_Required actions_
1. In the lineage inference notebook, which dataset are the lineages inferred from?
2. Why does the lineage inference notebook put the downloaded data into an AIRR-compatible format?
3. Provide a continuation of the lineage inference notebook, starting after its last line.

_Text shown_
Segment Open

## Example inference pipeline
This notebook infers lineages from the [Briney et al. 2019](https://doi.org/10.1038/s41586-019-0879-y) dataset.

In [None]:
import os
import pandas as pd
from tqdm import tqdm

* Download data  
Annotated data can be downloaded using links provided in the [briney/grp_paper repository](https://github.com/briney/grp_paper).  
The procedure below takes all replicates together and introduces AIRR-compatible format requred by HILARy

In [None]:
!wget http://burtonlab.s3.amazonaws.com/sequencing-data/hiseq_2016-supplement/316188_HNCHNBCXY_consensus_UID18-cdr3nt-90_minimal_071817.tar.gz
!tar -xvf 316188_HNCHNBCXY_consensus_UID18-cdr3nt-90_minimal_071817.tar.gz --directory data/

In [None]:
from utils import Compatible
compatible = Compatible()

Segment Closed

_Data extracts_
Segment Open

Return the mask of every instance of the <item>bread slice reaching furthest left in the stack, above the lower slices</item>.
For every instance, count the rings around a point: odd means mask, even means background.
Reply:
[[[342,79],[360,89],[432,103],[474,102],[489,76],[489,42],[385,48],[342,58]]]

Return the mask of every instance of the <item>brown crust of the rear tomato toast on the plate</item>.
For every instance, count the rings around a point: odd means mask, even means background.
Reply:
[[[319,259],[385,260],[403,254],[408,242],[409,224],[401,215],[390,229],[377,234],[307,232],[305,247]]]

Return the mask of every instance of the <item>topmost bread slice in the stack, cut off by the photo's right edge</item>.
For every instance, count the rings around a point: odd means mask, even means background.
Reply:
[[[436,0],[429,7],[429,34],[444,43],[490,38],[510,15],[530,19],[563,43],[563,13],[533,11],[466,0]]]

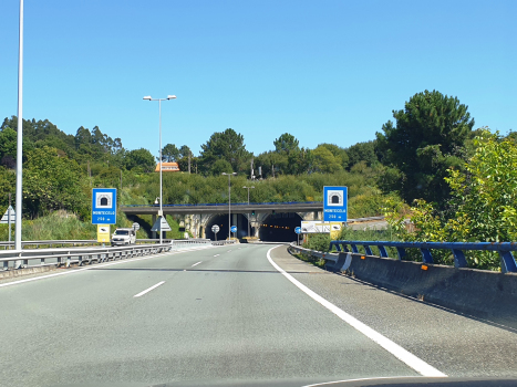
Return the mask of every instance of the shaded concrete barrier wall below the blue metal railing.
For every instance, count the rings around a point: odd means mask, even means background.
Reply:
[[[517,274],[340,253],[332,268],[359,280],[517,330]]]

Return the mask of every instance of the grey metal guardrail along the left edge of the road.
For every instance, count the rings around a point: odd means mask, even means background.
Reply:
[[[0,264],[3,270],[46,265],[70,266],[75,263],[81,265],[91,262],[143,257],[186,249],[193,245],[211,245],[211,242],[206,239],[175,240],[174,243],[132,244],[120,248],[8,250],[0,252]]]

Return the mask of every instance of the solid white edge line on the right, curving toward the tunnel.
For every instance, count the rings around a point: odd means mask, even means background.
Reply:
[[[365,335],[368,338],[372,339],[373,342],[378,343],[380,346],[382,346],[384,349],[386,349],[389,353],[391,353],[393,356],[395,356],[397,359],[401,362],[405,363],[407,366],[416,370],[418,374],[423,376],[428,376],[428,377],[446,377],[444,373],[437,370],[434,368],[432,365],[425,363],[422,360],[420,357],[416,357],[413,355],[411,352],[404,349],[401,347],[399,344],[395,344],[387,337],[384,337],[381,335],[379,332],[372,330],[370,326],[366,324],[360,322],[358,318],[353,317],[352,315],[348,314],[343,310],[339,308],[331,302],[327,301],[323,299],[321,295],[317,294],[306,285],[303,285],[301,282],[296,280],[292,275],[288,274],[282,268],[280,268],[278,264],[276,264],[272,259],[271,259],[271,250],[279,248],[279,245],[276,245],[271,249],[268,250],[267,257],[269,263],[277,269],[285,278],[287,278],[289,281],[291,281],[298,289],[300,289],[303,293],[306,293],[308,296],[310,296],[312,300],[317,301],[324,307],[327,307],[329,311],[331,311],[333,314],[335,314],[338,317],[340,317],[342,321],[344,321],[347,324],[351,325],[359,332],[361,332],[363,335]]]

Segment Closed

_Task-by-task results_
1. The Briney et al. 2019 dataset.

2. HILARy requires that format. The procedure combines all replicates and converts them into the AIRR-compatible format that HILARy needs.

3.
usecols = ['seq_id',
           'chain',
           'productive',
           'v_full',
           'j_full',
           'cdr3_nt',
           'v_start',
           'vdj_nt',
           'isotype']
dirname = 'data/consensus-cdr3nt-90_minimal'
dfs = []
for filename in tqdm(os.listdir(dirname)):
    df = pd.read_csv(os.path.join(dirname,filename),usecols=usecols)
    dfs.append(compatible.df2airr(df))
df = pd.concat(dfs,ignore_index=True)
df['sequence_id'] = df.index
filename = 'data/316188_ids.tsv.gz'
df[['seq_id','sequence_id']].to_csv(filename,sep='\t',index=False)
df.drop('seq_id',axis=1,inplace=True)
filename = 'data/316188.tsv.gz'
usecols = ['sequence_id',
           'v_call',
           'j_call',
           'junction',
           'v_sequence_alignment',
           'j_sequence_alignment',
           'v_germline_alignment',
           'j_germline_alignment']
df[usecols].to_csv(filename,sep='\t',index=False)

* HILARy pre-inference  
Partition the dataset into VJl classes.  
For larfest classes, compute distributions of pairwise distances.  
Use a priori estimates of prevalence to define high-precision and high-sensitivity thresholds.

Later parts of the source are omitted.